- **EXCERPT TO READ**
---------------

This article was
printed, in part, in the Summer/Fall 2015 issue of DIALOGUE Magazine, which
publishes information of interest to people who are blind and visually
impaired.
The weekend we decided
to visit my mother just happened to be the same time they were having the Hope
School reunion.
The old one-room
schoolhouse, now a community center, stands less than two miles up the road
from the farm where I grew up. The school was formed in the mid 1800s, starting
in the home of some of the students. It closed in 1955.
My mother
attended the school up to eighth grade. My Aunt Alice, who later married my
father’s brother, was my mother’s teacher for at least three grades. My grandmother
on my mother’s side was one of the high school students the only year high
school was offered, in 1926.
My mother still
lives on the farm where I grew up, so Sunday morning, my husband Murray, my son
Ping-Hwei, Mom, and I load up and make the less than five minute drive to the
school house to help set up.
I sit and knit
as Mom and the other ladies from the quilting group, who meet weekly at the
school house, start getting things ready for the potluck lunch. Outside, others
set up tables and chairs. It’s a beautiful early October day.
Mom tells me one
of the other ladies in the quilting group remembers me taking notes in Braille
at church when I was young. “I sometimes had a hard time staying awake,” she
tells me. “So I just watched you. I wondered ‘How can she do that?’”

---------------

- **Stored data entries**
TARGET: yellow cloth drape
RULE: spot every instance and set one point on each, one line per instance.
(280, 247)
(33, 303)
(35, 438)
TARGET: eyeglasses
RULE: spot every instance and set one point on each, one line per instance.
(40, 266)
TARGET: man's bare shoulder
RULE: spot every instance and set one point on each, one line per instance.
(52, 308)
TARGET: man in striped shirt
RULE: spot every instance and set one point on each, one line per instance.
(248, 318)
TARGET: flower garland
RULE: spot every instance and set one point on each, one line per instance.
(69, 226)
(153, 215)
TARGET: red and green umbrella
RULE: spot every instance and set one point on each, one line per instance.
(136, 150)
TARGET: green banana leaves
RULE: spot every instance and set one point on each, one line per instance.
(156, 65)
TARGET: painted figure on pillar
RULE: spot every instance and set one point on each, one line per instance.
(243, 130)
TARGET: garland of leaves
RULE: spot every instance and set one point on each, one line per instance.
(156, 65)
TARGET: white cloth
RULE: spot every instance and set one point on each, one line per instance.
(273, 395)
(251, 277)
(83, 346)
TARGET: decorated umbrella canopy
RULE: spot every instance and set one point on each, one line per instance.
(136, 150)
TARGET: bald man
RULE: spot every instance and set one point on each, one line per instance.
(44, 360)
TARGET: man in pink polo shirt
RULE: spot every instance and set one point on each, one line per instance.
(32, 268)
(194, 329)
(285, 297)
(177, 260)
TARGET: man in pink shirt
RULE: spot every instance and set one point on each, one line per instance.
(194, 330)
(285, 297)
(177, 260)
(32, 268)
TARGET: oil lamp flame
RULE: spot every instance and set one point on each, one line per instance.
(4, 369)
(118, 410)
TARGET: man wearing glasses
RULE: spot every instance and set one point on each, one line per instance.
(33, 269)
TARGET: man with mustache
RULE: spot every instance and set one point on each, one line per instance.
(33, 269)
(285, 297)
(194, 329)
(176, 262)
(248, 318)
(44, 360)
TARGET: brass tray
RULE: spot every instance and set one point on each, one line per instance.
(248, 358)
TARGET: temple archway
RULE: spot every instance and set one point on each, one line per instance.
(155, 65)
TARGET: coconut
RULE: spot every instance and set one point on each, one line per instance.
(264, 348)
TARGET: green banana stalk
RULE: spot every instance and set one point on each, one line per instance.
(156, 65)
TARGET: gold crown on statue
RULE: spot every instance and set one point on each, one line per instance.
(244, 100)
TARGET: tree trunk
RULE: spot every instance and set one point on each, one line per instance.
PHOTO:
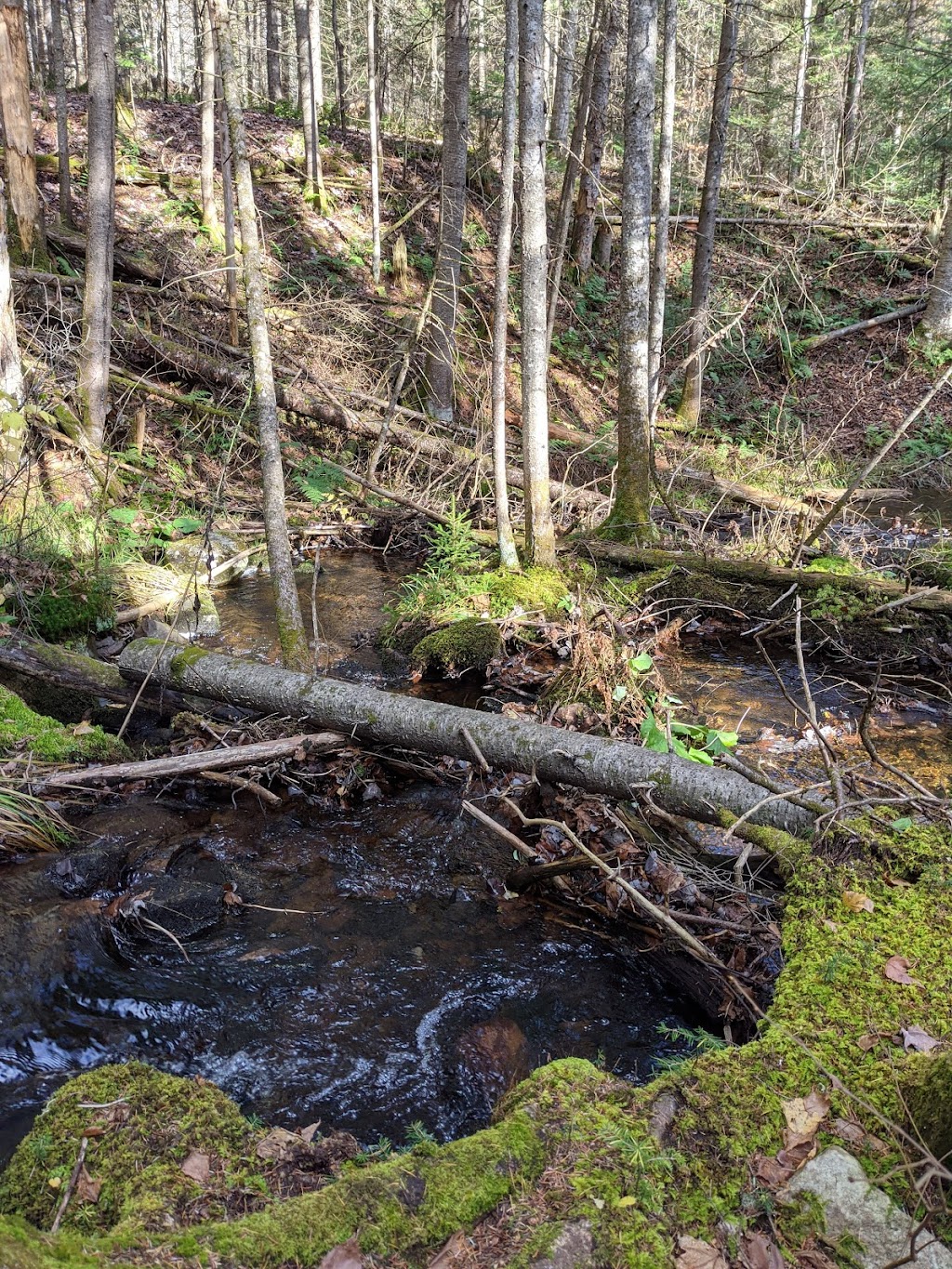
(62, 131)
(18, 129)
(100, 221)
(572, 758)
(11, 423)
(690, 407)
(663, 205)
(589, 181)
(796, 131)
(565, 75)
(372, 119)
(291, 627)
(209, 208)
(539, 529)
(452, 209)
(500, 313)
(629, 518)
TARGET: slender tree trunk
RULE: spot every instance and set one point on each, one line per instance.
(629, 518)
(500, 313)
(11, 421)
(18, 131)
(663, 204)
(62, 129)
(796, 132)
(590, 178)
(209, 208)
(569, 177)
(565, 73)
(375, 143)
(539, 529)
(100, 221)
(452, 209)
(690, 407)
(854, 90)
(291, 627)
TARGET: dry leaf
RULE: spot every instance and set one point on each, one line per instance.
(695, 1254)
(197, 1165)
(346, 1255)
(857, 901)
(917, 1039)
(896, 970)
(86, 1189)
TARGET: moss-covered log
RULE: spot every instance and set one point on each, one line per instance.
(509, 744)
(756, 573)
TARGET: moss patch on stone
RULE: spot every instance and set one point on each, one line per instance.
(48, 740)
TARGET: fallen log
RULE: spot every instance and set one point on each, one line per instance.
(385, 719)
(756, 573)
(193, 764)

---------------

- **DIRECTIVE A**
According to the reunion essay, in what year did Hope School close?
- **DIRECTIVE B**
Extract the passage of the reunion essay from "The weekend we" up to and including "closed in 1955.".
The listing has no role in any of this.

- **EXERCISE SOLUTION A**
1955

- **EXERCISE SOLUTION B**
The weekend we decided
to visit my mother just happened to be the same time they were having the Hope
School reunion.
The old one-room
schoolhouse, now a community center, stands less than two miles up the road
from the farm where I grew up. The school was formed in the mid 1800s, starting
in the home of some of the students. It closed in 1955.